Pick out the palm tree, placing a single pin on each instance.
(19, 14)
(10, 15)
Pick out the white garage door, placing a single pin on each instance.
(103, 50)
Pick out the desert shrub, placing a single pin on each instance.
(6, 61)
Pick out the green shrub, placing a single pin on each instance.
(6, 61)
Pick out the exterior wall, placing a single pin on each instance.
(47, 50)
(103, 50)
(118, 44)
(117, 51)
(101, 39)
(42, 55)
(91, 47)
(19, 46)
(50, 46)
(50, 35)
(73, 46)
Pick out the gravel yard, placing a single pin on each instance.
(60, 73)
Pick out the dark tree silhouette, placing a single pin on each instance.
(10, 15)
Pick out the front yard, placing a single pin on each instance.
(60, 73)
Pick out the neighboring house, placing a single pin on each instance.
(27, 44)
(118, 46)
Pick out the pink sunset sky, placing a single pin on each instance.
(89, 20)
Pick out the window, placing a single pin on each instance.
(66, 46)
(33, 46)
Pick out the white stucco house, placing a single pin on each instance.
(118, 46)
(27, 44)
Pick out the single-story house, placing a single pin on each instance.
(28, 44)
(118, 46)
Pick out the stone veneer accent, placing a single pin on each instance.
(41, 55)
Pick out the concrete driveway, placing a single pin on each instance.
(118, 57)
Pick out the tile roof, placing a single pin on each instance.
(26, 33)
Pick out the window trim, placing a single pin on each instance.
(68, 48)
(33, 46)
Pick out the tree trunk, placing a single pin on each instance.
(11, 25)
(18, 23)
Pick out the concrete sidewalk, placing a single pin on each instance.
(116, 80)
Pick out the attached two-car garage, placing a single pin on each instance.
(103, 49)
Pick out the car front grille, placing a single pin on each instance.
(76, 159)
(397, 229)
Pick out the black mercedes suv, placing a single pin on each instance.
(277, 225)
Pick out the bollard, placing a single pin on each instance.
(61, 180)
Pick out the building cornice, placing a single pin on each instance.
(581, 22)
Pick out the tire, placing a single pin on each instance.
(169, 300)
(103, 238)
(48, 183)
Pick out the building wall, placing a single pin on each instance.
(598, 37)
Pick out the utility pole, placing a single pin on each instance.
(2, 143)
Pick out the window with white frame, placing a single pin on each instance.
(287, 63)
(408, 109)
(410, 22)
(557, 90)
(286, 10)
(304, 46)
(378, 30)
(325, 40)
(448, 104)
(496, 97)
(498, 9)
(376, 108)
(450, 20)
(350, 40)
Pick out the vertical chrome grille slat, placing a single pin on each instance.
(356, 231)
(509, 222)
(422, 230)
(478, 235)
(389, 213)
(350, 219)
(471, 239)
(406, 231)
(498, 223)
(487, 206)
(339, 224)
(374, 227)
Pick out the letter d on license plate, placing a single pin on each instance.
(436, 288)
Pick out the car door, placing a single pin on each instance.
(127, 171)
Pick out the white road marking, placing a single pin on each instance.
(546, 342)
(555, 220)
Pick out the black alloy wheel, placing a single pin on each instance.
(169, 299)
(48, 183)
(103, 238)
•••••
## Aim
Reproduce every one of the records above, word for word, from first line to last.

## Output for this exercise
Pick out the palm tree, placing a single pin on each instance.
(19, 14)
(10, 15)
Pick out the white garage door, placing a single pin on each instance.
(103, 50)
Pick out the desert shrub, placing a single pin on each instance.
(6, 61)
Pick out the green shrub, placing a single pin on each instance.
(6, 61)
Pick out the exterior wall, placing a single pin on each instance.
(47, 50)
(103, 50)
(118, 44)
(117, 51)
(101, 39)
(42, 55)
(91, 47)
(19, 46)
(50, 46)
(50, 35)
(73, 46)
Pick out the gravel yard, placing a single pin on each instance.
(60, 73)
Pick out the dark tree silhouette, placing a single pin on each instance.
(10, 15)
Pick out the front yard, placing a single pin on each instance.
(60, 73)
Pick out the neighboring house, placing a single pin on each instance.
(27, 44)
(118, 46)
Pick out the pink sunset sky, placing a single pin on each instance.
(89, 20)
Pick out the window, placing a single pin on each instance.
(66, 46)
(33, 46)
Pick out the white stucco house, placing a single pin on each instance.
(118, 46)
(27, 44)
Pick out the single-story house, placing a single pin on each instance.
(28, 44)
(118, 46)
Pick out the stone veneer accent, placing a single pin on each instance.
(41, 55)
Pick out the concrete driveway, placing a single pin on each instance.
(118, 57)
Pick out the tile roof, placing a single pin on each instance.
(26, 33)
Pick out the window trim, placing a single pin on each instance.
(68, 48)
(33, 46)
Pick out the tree trunk, placing a single pin on each instance.
(11, 25)
(18, 23)
Pick out the concrete sidewalk, placing a single pin on each instance.
(116, 80)
Pick out the attached two-car garage, placing a single pin on each instance.
(103, 49)
Pick out the car front grille, placing a single pin on each instance.
(76, 159)
(397, 229)
Pick out the black mercedes suv, placing a single pin on each instance.
(277, 225)
Pick out the bollard, placing a single pin on each instance.
(61, 180)
Pick out the building cornice, placing a single pin on each instance.
(581, 22)
Pick out the tire, placing a single pin on each instance.
(169, 300)
(103, 238)
(48, 183)
Pick out the building wall, placing a single pin on each instance.
(598, 37)
Pick out the utility pole, placing a single pin on each instance.
(2, 143)
Pick out the window with white frame, placing a single pin on each instance.
(287, 63)
(408, 109)
(410, 22)
(557, 90)
(286, 10)
(304, 46)
(378, 30)
(325, 40)
(448, 104)
(496, 97)
(498, 9)
(376, 108)
(450, 20)
(350, 40)
Pick out the vertical chrome grille slat, placing a single pin on each instance.
(356, 231)
(509, 222)
(422, 230)
(478, 235)
(389, 213)
(350, 219)
(471, 239)
(406, 231)
(498, 223)
(487, 206)
(339, 224)
(374, 227)
Pick out the letter d on license plate, placing a single pin on each instance.
(436, 288)
Pick out the car door, placing a single pin on each instance.
(127, 171)
Pick out the white road marking, placing a single pin on each instance.
(546, 342)
(555, 220)
Pick out the black alloy wheel, placing a single pin on each instance.
(169, 299)
(48, 183)
(103, 238)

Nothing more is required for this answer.